▸ EXERCISE DETAILS
In the passage about Jermain Taylor and his trainer Nelson, can you reproduce the text from "Nelson's life in" up to and including "it was going.", replacing "ignorant" with "uninformed"?

▸ DOCUMENT EXCERPT
┏━━

"When I look back at where I come from, if it was a picture that I could show you, it would almost bring you to tears how poor we were," Taylor said. "If it weren't for him, there's no telling where I would have been.
"That was a turning point in Jermain's life. He had been somewhere where he had never been before. I didn't realize it at the time that one of Jermain's dreams was to travel. So when we traveled to other states he came to understand that boxing was something that could make his dream come true."
Nelson's life in some ways paralleled Taylor's. When Nelson first began training fighters he was as ignorant about boxing as Taylor was about life. Not only did Nelson take the road less traveled, he had no clue where it was going.
"When I was a kid, I wanted to play basketball. But I was short. The coach told me I wasn't big enough to be on the team, so I decided to do something where I didn't need a team -- fight," Nelson said. "I got into fighting just so I could whip every player on that basketball team."
Nelson never had an amateur career, but "just picked things up," he says. The leap from that inauspicious beginning to becoming a world class trainer was due in no small part to luck.
"My nephew Christopher Nelson wanted to box, so I took him to this gym run by Don Lowrie on East Fourth Street. Lowrie told me he wanted me to stay with him and be his assistant. I told him I didn't know nothing about boxing. But he said don't worry, he would teach me. I stayed with him in that old gas station for three years and then Don just retired and gave me the gym," Nelson said.
As part of Taylor's education about life, Nelson felt it was not enough for his boxer just to see other states. He needed to make a shorter trip -to the other side of town.
"I had my own bricklaying business. After work I would go pick up Jermain and take him to the gym because it was on my way. But then his family moved 20 miles from the gym and I had to drive there and take him to the gym and back, which took a lot of time," Nelson said.
Because of the distance, when Nelson came home from tournaments with Taylor he let him stay overnight at his house. It was an enlightening experience for young Taylor.
"He got along real well with my four boys. It helped Jermain to become the person he is today because he got to see a different part of life at my house. His side of town was infected with gangs. I had a three-bedroom home in a country club town," Nelson said.

┗━━

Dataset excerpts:
┏━━

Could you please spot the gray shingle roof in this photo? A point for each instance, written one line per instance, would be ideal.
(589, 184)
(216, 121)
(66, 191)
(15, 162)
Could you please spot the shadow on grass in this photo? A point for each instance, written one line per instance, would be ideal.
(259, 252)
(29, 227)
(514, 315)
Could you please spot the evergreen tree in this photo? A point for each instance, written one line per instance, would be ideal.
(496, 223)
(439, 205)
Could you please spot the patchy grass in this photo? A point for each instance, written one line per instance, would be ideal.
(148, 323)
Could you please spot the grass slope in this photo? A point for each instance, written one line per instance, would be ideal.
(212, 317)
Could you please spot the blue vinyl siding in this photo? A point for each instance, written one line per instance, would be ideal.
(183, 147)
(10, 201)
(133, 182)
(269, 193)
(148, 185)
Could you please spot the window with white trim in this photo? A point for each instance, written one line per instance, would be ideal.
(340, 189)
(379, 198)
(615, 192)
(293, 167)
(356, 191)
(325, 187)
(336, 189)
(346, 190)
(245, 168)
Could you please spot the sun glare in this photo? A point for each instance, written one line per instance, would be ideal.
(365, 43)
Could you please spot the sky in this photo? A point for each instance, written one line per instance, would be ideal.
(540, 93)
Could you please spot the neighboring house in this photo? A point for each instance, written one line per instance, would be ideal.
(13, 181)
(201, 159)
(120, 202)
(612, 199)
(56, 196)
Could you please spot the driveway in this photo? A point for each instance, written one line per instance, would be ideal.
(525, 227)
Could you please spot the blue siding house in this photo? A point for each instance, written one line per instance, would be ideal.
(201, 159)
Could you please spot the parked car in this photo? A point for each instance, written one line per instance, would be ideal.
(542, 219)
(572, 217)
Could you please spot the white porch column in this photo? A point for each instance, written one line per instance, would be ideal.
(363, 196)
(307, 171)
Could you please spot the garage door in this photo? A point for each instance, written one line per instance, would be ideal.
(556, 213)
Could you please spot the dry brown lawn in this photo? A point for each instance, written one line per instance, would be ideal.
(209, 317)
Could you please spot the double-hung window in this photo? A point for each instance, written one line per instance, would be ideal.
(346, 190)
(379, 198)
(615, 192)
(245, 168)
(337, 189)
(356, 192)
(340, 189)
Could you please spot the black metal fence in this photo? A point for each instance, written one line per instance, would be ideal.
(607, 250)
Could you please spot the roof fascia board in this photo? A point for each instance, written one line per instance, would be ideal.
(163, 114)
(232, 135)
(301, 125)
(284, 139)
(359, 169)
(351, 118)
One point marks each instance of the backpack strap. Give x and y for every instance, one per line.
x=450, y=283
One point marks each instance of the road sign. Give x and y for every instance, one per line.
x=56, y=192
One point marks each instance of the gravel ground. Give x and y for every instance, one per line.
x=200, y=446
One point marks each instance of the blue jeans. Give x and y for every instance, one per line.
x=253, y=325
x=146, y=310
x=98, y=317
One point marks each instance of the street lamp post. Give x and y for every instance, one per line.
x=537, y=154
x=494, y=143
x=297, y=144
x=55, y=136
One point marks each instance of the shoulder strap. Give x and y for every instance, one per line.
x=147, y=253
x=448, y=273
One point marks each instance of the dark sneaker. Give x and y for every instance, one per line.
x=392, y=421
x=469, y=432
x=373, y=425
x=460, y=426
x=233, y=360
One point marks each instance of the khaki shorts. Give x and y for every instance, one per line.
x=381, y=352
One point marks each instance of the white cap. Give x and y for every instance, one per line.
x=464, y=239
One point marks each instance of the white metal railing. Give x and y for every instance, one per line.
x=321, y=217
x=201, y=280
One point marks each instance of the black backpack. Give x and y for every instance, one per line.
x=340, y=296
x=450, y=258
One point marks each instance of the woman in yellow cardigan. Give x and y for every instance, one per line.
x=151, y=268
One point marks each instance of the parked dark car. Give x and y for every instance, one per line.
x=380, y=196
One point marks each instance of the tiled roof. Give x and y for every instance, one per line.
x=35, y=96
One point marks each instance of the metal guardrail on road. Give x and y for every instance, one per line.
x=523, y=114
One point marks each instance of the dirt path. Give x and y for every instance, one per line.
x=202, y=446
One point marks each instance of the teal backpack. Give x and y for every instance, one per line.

┗━━

▸ YOUR RESPONSE
Nelson's life in some ways paralleled Taylor's. When Nelson first began training fighters he was as uninformed about boxing as Taylor was about life. Not only did Nelson take the road less traveled, he had no clue where it was going.